▶ _The data_
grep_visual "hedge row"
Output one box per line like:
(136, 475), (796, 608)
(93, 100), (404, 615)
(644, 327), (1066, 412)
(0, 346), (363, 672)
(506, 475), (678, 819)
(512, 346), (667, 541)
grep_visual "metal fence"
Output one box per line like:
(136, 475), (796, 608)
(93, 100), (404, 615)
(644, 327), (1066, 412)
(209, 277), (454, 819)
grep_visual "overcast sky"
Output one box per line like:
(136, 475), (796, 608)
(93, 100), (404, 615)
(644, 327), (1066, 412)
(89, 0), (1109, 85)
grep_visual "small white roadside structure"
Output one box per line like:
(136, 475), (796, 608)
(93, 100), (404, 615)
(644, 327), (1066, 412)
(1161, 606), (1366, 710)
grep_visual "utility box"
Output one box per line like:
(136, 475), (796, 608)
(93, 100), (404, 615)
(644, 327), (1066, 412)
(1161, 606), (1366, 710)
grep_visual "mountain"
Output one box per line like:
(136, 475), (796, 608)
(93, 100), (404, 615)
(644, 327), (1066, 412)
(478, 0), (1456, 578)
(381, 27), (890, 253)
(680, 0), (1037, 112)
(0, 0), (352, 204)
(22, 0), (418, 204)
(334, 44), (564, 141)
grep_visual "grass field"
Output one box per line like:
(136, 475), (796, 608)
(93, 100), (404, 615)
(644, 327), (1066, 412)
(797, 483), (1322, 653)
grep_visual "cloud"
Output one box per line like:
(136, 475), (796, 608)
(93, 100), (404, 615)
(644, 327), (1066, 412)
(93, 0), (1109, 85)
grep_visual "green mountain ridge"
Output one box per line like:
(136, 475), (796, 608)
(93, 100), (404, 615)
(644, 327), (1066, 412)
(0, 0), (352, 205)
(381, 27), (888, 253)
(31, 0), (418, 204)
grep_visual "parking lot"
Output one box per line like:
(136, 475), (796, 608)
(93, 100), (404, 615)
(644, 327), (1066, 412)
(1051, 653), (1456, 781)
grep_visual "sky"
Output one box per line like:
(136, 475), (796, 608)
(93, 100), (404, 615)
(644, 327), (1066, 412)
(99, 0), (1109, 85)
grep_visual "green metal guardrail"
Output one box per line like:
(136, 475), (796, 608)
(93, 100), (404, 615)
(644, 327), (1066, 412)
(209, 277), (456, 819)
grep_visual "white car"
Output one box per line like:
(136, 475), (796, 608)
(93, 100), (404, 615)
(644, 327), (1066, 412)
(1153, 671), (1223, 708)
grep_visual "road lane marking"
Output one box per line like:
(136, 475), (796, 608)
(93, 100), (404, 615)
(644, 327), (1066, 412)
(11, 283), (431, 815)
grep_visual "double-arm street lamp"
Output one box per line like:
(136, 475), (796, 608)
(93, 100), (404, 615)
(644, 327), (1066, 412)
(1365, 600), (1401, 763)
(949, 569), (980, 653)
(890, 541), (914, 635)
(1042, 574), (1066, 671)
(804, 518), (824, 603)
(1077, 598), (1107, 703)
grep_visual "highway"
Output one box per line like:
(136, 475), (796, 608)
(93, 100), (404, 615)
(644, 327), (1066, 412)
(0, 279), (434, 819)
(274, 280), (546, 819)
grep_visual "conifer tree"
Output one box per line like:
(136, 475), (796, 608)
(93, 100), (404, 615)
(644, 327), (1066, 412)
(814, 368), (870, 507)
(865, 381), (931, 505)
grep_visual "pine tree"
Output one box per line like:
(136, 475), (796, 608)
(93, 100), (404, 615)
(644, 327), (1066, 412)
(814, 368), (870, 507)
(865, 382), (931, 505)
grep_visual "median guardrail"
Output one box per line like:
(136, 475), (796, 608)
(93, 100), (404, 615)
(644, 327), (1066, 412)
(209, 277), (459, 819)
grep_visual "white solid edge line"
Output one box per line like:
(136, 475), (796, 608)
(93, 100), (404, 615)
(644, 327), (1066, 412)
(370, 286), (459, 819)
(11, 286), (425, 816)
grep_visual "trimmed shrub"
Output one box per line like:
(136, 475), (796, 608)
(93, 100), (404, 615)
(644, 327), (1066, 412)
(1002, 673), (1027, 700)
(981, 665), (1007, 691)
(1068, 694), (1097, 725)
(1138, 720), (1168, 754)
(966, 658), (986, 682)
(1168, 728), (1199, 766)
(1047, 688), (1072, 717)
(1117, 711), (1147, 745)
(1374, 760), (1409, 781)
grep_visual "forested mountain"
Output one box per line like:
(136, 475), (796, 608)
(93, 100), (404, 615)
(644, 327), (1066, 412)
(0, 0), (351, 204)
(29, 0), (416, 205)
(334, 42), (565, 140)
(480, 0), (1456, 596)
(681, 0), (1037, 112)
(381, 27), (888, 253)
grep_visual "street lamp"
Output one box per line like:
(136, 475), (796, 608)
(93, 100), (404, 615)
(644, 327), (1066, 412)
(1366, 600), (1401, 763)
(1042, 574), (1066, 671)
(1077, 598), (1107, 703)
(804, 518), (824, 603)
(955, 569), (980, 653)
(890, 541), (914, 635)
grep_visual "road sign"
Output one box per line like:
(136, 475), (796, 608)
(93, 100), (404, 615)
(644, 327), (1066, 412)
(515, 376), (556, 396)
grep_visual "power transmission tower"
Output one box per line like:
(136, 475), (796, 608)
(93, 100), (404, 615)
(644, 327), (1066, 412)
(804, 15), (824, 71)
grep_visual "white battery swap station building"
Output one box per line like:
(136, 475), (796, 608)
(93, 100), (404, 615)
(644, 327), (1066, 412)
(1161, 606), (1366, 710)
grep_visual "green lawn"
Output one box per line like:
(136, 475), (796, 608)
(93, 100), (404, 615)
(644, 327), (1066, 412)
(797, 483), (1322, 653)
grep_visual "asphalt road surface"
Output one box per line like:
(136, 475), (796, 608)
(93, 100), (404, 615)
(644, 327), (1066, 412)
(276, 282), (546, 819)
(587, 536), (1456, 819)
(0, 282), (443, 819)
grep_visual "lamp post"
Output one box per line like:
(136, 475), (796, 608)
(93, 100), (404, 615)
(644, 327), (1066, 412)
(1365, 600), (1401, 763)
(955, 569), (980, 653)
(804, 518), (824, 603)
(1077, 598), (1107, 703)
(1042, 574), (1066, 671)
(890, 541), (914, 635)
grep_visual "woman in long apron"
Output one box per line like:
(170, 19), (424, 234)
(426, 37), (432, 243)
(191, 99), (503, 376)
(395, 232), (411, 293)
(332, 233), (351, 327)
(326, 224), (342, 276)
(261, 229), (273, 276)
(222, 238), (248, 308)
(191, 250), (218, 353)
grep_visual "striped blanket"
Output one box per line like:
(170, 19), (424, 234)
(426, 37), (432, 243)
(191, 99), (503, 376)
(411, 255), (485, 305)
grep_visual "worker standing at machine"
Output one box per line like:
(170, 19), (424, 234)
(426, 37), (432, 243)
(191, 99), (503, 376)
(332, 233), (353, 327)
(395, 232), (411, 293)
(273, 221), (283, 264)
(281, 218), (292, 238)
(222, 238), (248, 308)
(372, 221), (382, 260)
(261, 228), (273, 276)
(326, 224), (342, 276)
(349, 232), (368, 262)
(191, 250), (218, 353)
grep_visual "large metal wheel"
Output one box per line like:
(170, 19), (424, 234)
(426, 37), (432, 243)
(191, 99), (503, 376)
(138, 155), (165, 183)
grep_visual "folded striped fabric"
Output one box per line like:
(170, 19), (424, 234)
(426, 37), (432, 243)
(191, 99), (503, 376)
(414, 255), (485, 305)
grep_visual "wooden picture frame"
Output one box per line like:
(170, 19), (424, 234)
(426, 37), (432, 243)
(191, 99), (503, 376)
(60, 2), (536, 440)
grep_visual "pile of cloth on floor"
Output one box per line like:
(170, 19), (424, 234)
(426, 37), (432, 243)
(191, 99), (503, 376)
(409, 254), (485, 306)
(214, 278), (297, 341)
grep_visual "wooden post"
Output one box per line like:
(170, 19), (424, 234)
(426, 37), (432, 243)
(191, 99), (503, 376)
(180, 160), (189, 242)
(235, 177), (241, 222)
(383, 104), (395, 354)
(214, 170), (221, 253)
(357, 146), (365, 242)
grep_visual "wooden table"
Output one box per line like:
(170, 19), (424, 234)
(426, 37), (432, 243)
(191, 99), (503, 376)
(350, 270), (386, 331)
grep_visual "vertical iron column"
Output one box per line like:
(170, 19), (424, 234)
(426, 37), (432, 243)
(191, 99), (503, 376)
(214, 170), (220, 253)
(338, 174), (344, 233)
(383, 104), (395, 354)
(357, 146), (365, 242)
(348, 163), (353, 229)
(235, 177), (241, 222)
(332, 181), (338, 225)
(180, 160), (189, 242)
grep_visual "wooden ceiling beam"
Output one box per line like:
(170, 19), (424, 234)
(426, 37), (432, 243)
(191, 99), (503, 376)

▶ _Problem_
Retype everything from the first line of the rows down through the line containing "(93, 0), (1109, 85)", including both of those lines.

▶ _Final answer_
grep_visual "hedge row"
Output one box per line like:
(136, 475), (796, 608)
(93, 100), (404, 615)
(644, 327), (1066, 412)
(0, 346), (363, 672)
(506, 475), (678, 819)
(512, 346), (667, 541)
grep_visual "metal fence"
Output one box per line like:
(136, 475), (796, 608)
(93, 100), (404, 615)
(644, 327), (1066, 412)
(209, 277), (454, 819)
grep_visual "overcast sky"
Output one box per line like:
(136, 475), (796, 608)
(93, 100), (404, 615)
(644, 327), (1066, 412)
(89, 0), (1109, 85)
grep_visual "small white roadside structure"
Output one box per line like:
(136, 475), (796, 608)
(93, 100), (404, 615)
(644, 327), (1066, 412)
(1161, 606), (1366, 710)
grep_visual "utility box"
Output one box per line like:
(136, 475), (796, 608)
(93, 100), (404, 615)
(644, 327), (1066, 412)
(1161, 606), (1366, 710)
grep_visual "mountain"
Output one box per line like:
(136, 475), (796, 608)
(93, 100), (404, 615)
(644, 327), (1066, 412)
(478, 0), (1456, 578)
(381, 27), (890, 253)
(680, 0), (1037, 112)
(0, 0), (352, 204)
(22, 0), (418, 204)
(334, 44), (564, 141)
grep_visual "grass field"
Output one box per line like:
(136, 475), (796, 608)
(93, 100), (404, 615)
(644, 327), (1066, 412)
(797, 483), (1322, 653)
grep_visual "cloud"
Output one box per line like:
(136, 475), (796, 608)
(93, 100), (404, 615)
(644, 327), (1066, 412)
(93, 0), (1109, 85)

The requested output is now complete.